Collection entries
^^^^^^^^

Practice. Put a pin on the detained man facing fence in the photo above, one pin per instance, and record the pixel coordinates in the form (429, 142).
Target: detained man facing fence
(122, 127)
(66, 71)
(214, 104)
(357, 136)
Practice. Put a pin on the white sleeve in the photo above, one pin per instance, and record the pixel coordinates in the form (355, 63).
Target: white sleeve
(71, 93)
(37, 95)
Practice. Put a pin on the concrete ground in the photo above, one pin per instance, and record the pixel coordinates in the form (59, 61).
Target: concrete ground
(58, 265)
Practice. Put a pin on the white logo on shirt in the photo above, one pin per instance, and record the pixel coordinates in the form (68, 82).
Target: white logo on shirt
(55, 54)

^^^^^^^^

**Assignment:** The output consists solely of the lines from the line that contains "Target: detained man facing fence" through the final line of the data.

**Answer section:**
Target: detained man facing fence
(122, 127)
(66, 71)
(214, 104)
(357, 136)
Practice. Put a pin on the white sleeve in the photo above, one pin per instance, and record the pixel coordinates in the form (355, 63).
Target: white sleeve
(71, 93)
(37, 95)
Practice. Put a pin on the concrete ground in the photo above, one pin per instance, and record the pixel coordinates in the form (59, 61).
Target: concrete ground
(58, 265)
Practice. Put a pin on the white logo on shirt in the photo above, one pin per instance, and record the pixel coordinates in the form (68, 82).
Target: white logo on shirt
(55, 54)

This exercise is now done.